» AANGELEVERDE TEKST:
★ ★ ★ ★ ★

Volgens de FSMA, de toezichthouder van de Belgische financiële sector, starten zelfstandigen laat met hun extralegale pensioenopbouw. De gemiddelde zelfstandige van 65 jaar of ouder heeft pas op zijn of haar vijftigste een VAPZ-overeenkomst afgesloten.
Op 1 juli 2025 gaat de 66-jarige Gina met pensioen. Als zelfstandige heeft ze recht op een wettelijk pensioen, dat ze tijdens haar loopbaan heeft opgebouwd met sociale bijdragen. Het pensioenbedrag hangt onder meer af van haar loopbaanduur, beroepsinkomen en gezinssituatie. Daarnaast heeft ze onder bepaalde voorwaarden recht op een minimumpensioen, op basis van het aantal gepresteerde jaren. Beide pensioenen worden met elkaar vergeleken. Gina krijgt het meest voordelige pensioen toegekend.

★ ★ ★ ★ ★

» GESELECTEERDE RECORDS:

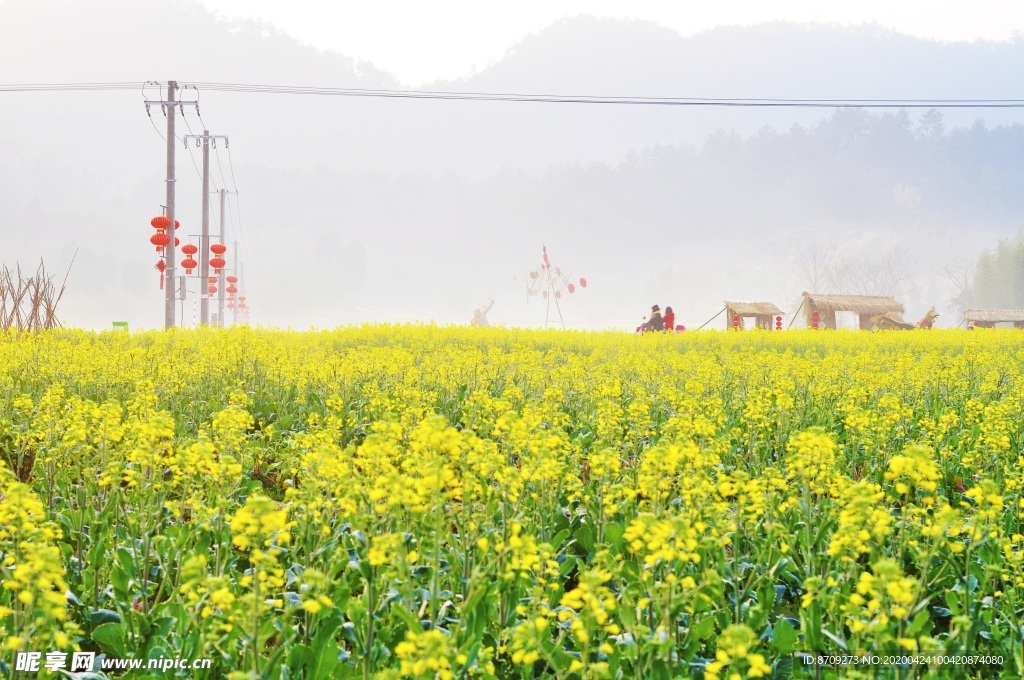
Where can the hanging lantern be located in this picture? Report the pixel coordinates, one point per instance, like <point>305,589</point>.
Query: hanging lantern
<point>160,240</point>
<point>161,266</point>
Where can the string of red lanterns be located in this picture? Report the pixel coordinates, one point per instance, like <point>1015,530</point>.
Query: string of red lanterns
<point>162,240</point>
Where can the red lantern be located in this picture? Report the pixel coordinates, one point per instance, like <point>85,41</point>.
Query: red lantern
<point>161,266</point>
<point>160,240</point>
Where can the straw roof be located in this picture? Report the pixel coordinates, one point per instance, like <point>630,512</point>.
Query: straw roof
<point>861,304</point>
<point>994,315</point>
<point>753,308</point>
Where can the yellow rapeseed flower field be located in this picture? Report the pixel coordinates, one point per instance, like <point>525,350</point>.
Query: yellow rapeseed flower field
<point>418,501</point>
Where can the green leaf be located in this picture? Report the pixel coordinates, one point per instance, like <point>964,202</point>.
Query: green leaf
<point>704,630</point>
<point>810,620</point>
<point>613,535</point>
<point>585,537</point>
<point>99,617</point>
<point>121,582</point>
<point>126,560</point>
<point>952,601</point>
<point>784,638</point>
<point>835,638</point>
<point>918,625</point>
<point>111,638</point>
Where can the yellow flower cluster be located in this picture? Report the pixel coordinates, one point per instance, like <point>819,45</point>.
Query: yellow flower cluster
<point>443,502</point>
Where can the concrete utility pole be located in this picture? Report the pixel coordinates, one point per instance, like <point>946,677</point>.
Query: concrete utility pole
<point>169,252</point>
<point>235,308</point>
<point>220,284</point>
<point>169,249</point>
<point>204,248</point>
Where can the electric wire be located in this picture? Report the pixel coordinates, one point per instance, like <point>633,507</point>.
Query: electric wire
<point>540,98</point>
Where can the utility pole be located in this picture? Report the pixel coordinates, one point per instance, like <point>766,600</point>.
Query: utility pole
<point>220,283</point>
<point>204,249</point>
<point>235,307</point>
<point>169,249</point>
<point>169,252</point>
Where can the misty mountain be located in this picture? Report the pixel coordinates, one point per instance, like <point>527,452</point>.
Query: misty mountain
<point>354,209</point>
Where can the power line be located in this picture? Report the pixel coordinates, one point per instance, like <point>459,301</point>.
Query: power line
<point>595,99</point>
<point>542,98</point>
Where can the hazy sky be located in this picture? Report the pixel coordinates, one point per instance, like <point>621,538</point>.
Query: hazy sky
<point>423,41</point>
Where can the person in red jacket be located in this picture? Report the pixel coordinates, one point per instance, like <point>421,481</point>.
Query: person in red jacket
<point>655,323</point>
<point>670,320</point>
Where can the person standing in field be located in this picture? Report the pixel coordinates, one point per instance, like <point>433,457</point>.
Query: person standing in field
<point>670,320</point>
<point>655,323</point>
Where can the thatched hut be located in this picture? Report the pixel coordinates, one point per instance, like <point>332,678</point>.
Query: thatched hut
<point>865,306</point>
<point>989,317</point>
<point>763,313</point>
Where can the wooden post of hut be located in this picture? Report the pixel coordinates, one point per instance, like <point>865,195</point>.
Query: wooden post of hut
<point>866,307</point>
<point>761,312</point>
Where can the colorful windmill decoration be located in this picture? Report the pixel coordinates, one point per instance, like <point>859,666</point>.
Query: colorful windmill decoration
<point>550,283</point>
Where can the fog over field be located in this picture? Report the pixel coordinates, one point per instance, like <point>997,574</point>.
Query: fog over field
<point>354,210</point>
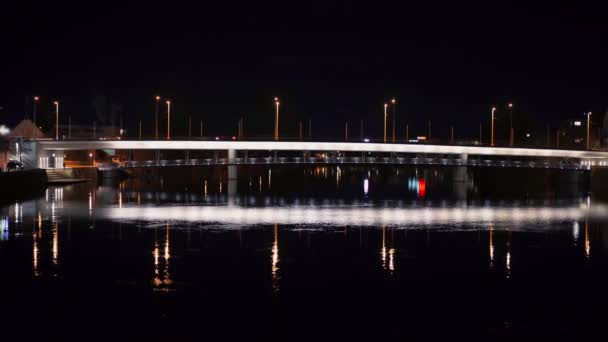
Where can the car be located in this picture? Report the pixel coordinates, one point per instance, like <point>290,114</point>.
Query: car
<point>14,165</point>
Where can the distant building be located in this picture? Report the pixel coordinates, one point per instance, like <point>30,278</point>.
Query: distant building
<point>27,130</point>
<point>605,130</point>
<point>573,133</point>
<point>88,132</point>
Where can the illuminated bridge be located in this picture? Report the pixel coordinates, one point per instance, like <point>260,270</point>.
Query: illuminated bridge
<point>291,152</point>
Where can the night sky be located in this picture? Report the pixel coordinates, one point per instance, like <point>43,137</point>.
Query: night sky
<point>329,61</point>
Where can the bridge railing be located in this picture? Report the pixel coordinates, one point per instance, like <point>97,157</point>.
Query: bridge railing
<point>555,164</point>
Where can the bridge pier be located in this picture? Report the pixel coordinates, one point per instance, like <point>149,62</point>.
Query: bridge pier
<point>460,179</point>
<point>232,177</point>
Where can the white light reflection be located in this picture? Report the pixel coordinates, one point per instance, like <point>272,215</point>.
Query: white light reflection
<point>383,249</point>
<point>162,278</point>
<point>275,259</point>
<point>491,246</point>
<point>353,216</point>
<point>55,250</point>
<point>575,232</point>
<point>587,241</point>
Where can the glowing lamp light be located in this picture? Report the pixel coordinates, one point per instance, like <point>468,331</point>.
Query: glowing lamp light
<point>4,130</point>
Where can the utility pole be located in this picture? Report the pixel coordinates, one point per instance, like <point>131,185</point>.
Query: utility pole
<point>346,132</point>
<point>385,105</point>
<point>588,127</point>
<point>394,102</point>
<point>300,128</point>
<point>309,129</point>
<point>361,129</point>
<point>492,131</point>
<point>452,135</point>
<point>36,98</point>
<point>511,138</point>
<point>156,118</point>
<point>168,119</point>
<point>276,119</point>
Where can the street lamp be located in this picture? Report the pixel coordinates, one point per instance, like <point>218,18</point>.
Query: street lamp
<point>588,125</point>
<point>156,118</point>
<point>394,103</point>
<point>492,133</point>
<point>56,103</point>
<point>385,106</point>
<point>168,119</point>
<point>276,119</point>
<point>511,133</point>
<point>36,98</point>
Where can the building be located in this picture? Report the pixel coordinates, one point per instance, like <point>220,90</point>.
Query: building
<point>573,133</point>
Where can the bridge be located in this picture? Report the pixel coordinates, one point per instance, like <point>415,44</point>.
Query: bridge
<point>340,152</point>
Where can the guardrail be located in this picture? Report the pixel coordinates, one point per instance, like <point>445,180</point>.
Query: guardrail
<point>546,164</point>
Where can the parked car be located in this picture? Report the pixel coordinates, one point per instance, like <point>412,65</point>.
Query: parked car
<point>14,165</point>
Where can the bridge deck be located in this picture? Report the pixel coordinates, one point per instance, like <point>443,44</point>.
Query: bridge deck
<point>316,146</point>
<point>547,164</point>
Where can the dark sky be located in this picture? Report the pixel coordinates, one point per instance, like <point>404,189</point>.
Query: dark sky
<point>332,61</point>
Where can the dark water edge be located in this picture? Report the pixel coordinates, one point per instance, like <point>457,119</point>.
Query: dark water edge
<point>388,181</point>
<point>22,185</point>
<point>89,262</point>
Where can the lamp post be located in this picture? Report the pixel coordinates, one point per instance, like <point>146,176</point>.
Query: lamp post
<point>492,131</point>
<point>346,132</point>
<point>588,127</point>
<point>385,106</point>
<point>511,137</point>
<point>36,98</point>
<point>168,119</point>
<point>276,119</point>
<point>452,135</point>
<point>56,103</point>
<point>394,103</point>
<point>156,118</point>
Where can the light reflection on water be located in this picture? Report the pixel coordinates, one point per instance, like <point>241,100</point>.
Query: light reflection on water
<point>276,229</point>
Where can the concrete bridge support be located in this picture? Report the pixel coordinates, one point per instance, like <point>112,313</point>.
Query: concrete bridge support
<point>599,182</point>
<point>460,179</point>
<point>232,177</point>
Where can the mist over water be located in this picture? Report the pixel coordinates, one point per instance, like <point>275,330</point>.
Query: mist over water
<point>301,253</point>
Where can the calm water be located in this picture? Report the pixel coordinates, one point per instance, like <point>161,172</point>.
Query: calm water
<point>320,253</point>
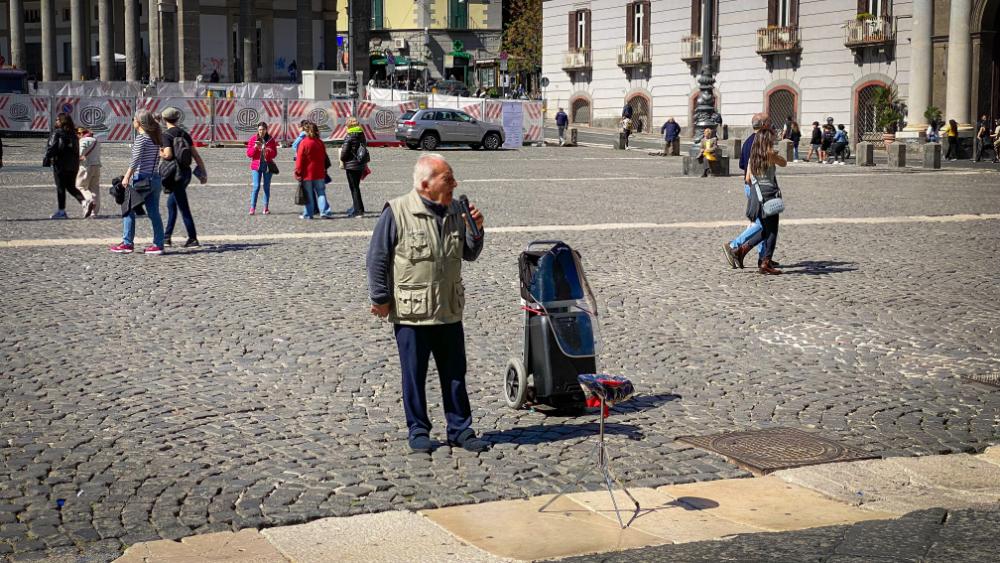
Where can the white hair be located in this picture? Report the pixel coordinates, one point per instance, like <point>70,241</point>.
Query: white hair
<point>423,170</point>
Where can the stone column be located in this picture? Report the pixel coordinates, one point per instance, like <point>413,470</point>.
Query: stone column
<point>17,33</point>
<point>248,35</point>
<point>153,17</point>
<point>168,40</point>
<point>133,48</point>
<point>105,40</point>
<point>189,39</point>
<point>303,35</point>
<point>78,40</point>
<point>48,40</point>
<point>921,65</point>
<point>959,78</point>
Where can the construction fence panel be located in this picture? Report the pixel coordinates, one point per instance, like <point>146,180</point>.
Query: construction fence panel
<point>25,113</point>
<point>236,119</point>
<point>108,118</point>
<point>196,114</point>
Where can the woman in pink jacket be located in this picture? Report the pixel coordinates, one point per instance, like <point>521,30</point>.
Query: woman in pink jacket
<point>261,150</point>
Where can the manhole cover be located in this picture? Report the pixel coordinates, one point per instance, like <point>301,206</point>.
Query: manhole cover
<point>985,378</point>
<point>764,451</point>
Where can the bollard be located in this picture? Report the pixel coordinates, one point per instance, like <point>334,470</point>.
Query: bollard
<point>932,156</point>
<point>897,155</point>
<point>866,154</point>
<point>785,149</point>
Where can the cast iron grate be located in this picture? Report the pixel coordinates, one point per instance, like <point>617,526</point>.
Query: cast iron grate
<point>985,378</point>
<point>764,451</point>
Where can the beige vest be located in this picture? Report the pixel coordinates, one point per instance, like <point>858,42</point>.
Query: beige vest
<point>427,267</point>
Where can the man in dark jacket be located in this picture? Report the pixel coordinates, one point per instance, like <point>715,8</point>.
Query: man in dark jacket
<point>562,120</point>
<point>671,137</point>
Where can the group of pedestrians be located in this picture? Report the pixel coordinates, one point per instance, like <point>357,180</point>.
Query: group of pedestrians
<point>164,159</point>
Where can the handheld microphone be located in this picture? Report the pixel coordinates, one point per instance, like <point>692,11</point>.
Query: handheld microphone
<point>463,200</point>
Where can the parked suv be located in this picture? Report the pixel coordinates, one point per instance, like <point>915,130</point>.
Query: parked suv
<point>428,128</point>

★ ★ ★ ★ ★

» OPDRACHTDOEL 1: Welke factoren waarvan Gina's pensioenbedrag afhangt, worden in de tekst over het pensioen van zelfstandigen genoemd? Som ze allemaal op.
» OPDRACHTDOEL 2: Schrijf het volgende stuk van de tekst over het pensioen van zelfstandigen, aansluitend op de laatste zin.

» ANTWOORD OP OEFENING 1: loopbaanduur, beroepsinkomen, gezinssituatie

» ANTWOORD OP OEFENING 2:
Het bedrag van de minimumpensioenen volgt de aanpassingen aan het indexcijfer, maar kan ook worden verhoogd als gevolg van een structurele verhoging. De brutomaandbedragen van het minimumpensioen voor een volledige loopbaan bedragen momenteel 1.808,77 euro per maand als alleenstaande en 2.260,25 euro per maand als gezin.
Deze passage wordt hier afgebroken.